◆ **Задания**
1. Почему, согласно фрагменту о книге Гоголя, она оказалась неприемлемой для славянофильских кругов?
2. Перепишите без изменений часть фрагмента о книге Гоголя, которая начинается со слов, содержащих "Наконец, само собою", и заканчивается словами "XVII, стр. 341.".

◆ **Фрагмент текста**
((

Книга Гоголя вызвала единодушный отпор в разнообразных слоях общества. Только в самом узком кругу единомышленников раздались сочувственные отклики, да Булгарин злорадно приветствовал обращение недавнего врага на „истинный“ путь. В официально-бюрократических и церковных кругах книга не была принята – как слишком независимая, говорившая всё же своим языком, а не языком казенных прописей. Официальной России показалась опасной своеобразная гражданская тревога Гоголя, а попытка давать уроки правительству воспринята была как дерзость, и книга могла появиться в свет только с цензурными купюрами. Неприемлемой оказалась книга и для славянофильских кругов, так как во многом выходила из рамок славянофильской догмы.
Наконец, само собою разумеется, что вся передовая общественность отвергла с негодованием книгу, реакционную в самом своем существе, звавшую назад, а не вперед. Голосом этой общественности стал Белинский в своем знаменитом гневно-обличительном письме к Гоголю из Зальцбрунна – письме, в котором В. И. Ленин видел „одно из лучших произведений бесцензурной демократической печати, сохранивших громадное, живое значение и по сию пору“ („Из прошлого рабочей печати в России“, 1914).[16]16
Сочинения В. И. Ленина, 3-е изд., т. XVII, стр. 341.

))

◆ **Исходные материалы**
((

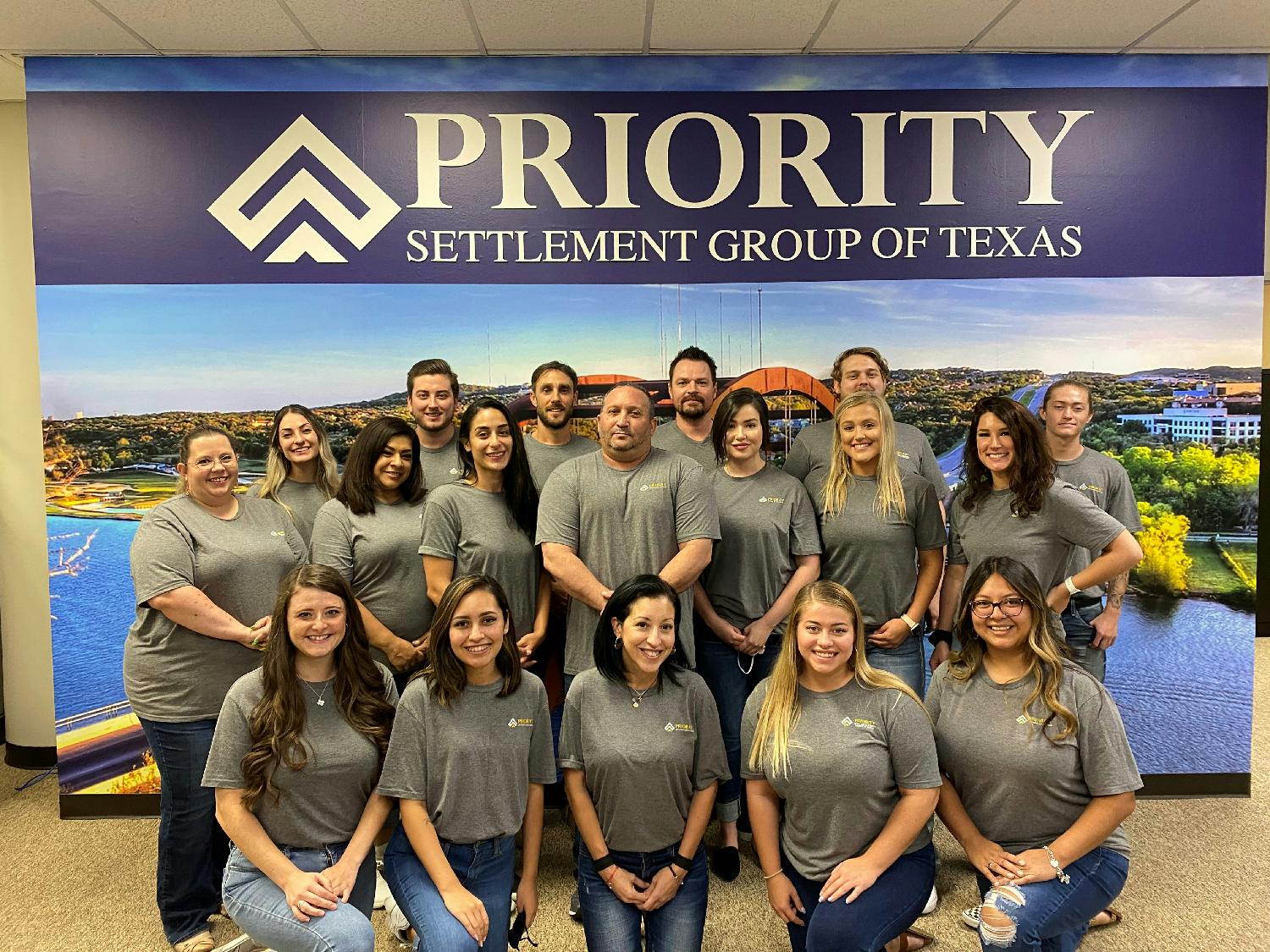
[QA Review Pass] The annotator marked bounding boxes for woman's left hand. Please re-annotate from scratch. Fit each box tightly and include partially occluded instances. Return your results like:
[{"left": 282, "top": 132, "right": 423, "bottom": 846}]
[
  {"left": 1046, "top": 584, "right": 1072, "bottom": 614},
  {"left": 516, "top": 631, "right": 548, "bottom": 668},
  {"left": 516, "top": 876, "right": 538, "bottom": 928},
  {"left": 322, "top": 853, "right": 361, "bottom": 903},
  {"left": 869, "top": 619, "right": 914, "bottom": 649},
  {"left": 635, "top": 866, "right": 687, "bottom": 913},
  {"left": 1010, "top": 850, "right": 1058, "bottom": 886},
  {"left": 820, "top": 857, "right": 881, "bottom": 903}
]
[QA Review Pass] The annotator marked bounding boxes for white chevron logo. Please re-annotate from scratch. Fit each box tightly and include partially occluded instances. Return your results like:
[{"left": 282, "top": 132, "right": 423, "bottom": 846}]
[{"left": 207, "top": 116, "right": 401, "bottom": 264}]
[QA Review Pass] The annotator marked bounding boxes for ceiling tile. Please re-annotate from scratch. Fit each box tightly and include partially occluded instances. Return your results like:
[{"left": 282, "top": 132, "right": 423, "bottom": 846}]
[
  {"left": 1135, "top": 0, "right": 1270, "bottom": 52},
  {"left": 652, "top": 0, "right": 830, "bottom": 51},
  {"left": 815, "top": 0, "right": 1006, "bottom": 52},
  {"left": 287, "top": 0, "right": 479, "bottom": 53},
  {"left": 0, "top": 0, "right": 149, "bottom": 53},
  {"left": 472, "top": 0, "right": 644, "bottom": 53},
  {"left": 102, "top": 0, "right": 314, "bottom": 52},
  {"left": 975, "top": 0, "right": 1184, "bottom": 51}
]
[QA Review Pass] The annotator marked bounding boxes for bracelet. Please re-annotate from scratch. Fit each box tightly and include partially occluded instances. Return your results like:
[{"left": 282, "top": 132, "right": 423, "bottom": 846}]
[
  {"left": 1041, "top": 848, "right": 1072, "bottom": 886},
  {"left": 591, "top": 853, "right": 617, "bottom": 872}
]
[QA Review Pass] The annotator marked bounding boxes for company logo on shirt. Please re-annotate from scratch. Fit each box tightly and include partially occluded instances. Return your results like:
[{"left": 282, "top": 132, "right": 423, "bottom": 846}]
[{"left": 840, "top": 718, "right": 878, "bottom": 729}]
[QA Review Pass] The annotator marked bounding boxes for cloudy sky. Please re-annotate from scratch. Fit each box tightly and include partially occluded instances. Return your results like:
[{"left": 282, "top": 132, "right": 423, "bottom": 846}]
[{"left": 37, "top": 277, "right": 1262, "bottom": 418}]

))

◆ **Ответы по заданиям**
1. Книга во многом выходила из рамок славянофильской догмы.

2.
Наконец, само собою разумеется, что вся передовая общественность отвергла с негодованием книгу, реакционную в самом своем существе, звавшую назад, а не вперед. Голосом этой общественности стал Белинский в своем знаменитом гневно-обличительном письме к Гоголю из Зальцбрунна – письме, в котором В. И. Ленин видел „одно из лучших произведений бесцензурной демократической печати, сохранивших громадное, живое значение и по сию пору“ („Из прошлого рабочей печати в России“, 1914).[16]16
Сочинения В. И. Ленина, 3-е изд., т. XVII, стр. 341.